TASK PROMPT
Filter the records below and copy every line that contains the word "dark".

══ DATA SHOWN ══

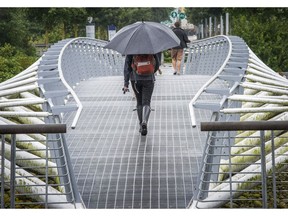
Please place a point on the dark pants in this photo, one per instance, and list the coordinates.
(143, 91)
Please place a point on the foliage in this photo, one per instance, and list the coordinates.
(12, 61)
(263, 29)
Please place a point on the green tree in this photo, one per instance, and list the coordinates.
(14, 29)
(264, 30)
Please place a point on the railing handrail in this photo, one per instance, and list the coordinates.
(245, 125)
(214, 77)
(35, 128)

═══
══ DATA SHOWN ══

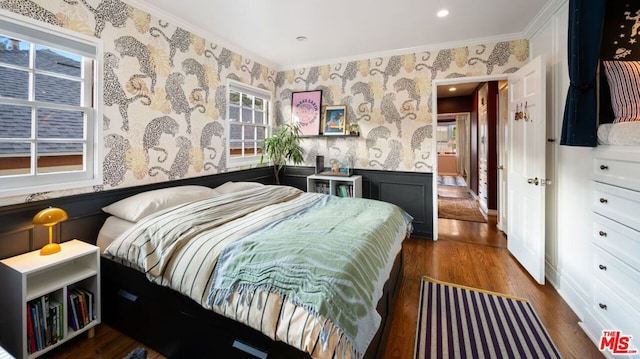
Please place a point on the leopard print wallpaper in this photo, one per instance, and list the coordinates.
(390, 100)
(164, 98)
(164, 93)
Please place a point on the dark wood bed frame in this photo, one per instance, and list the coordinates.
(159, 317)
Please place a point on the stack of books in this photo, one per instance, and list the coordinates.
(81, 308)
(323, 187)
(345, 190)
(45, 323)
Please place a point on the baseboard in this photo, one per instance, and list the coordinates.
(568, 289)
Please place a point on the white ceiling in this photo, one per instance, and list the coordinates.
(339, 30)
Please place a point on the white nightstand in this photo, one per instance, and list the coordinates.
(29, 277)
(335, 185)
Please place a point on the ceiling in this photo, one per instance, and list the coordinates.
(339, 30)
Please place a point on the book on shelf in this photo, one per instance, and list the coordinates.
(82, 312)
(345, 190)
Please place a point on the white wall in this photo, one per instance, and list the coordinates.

═══
══ DATA SHOWN ══

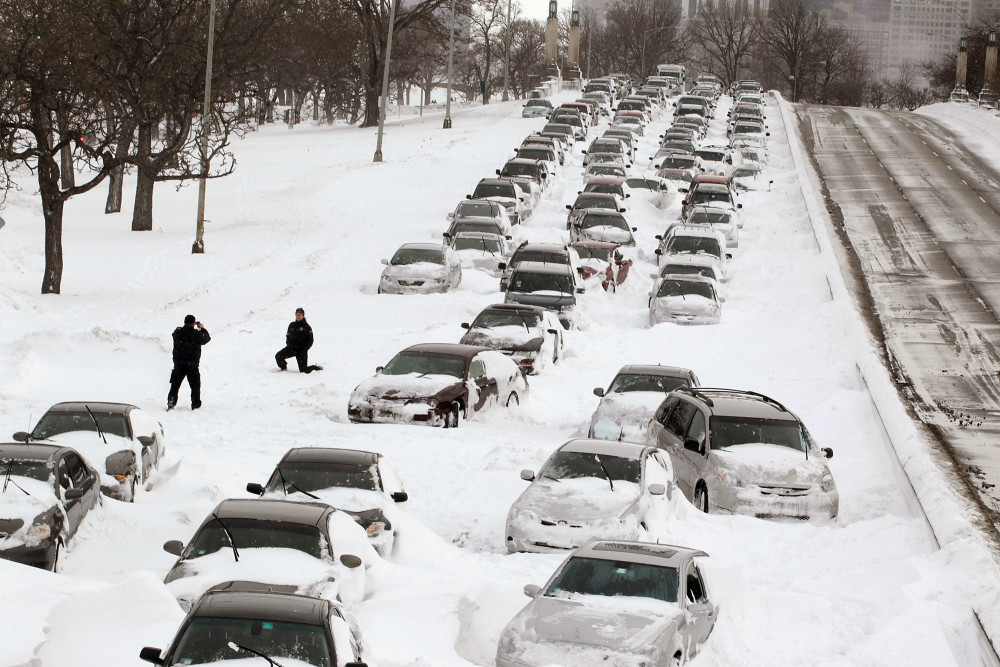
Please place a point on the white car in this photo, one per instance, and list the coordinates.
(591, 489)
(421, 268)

═══

RESPONSE TO THE EXERCISE
Please place a point on the dark pants in this photo, one per instance, and list the coordinates.
Please place a point on the dark wood bed frame in this photo, one per instance, and list the coordinates.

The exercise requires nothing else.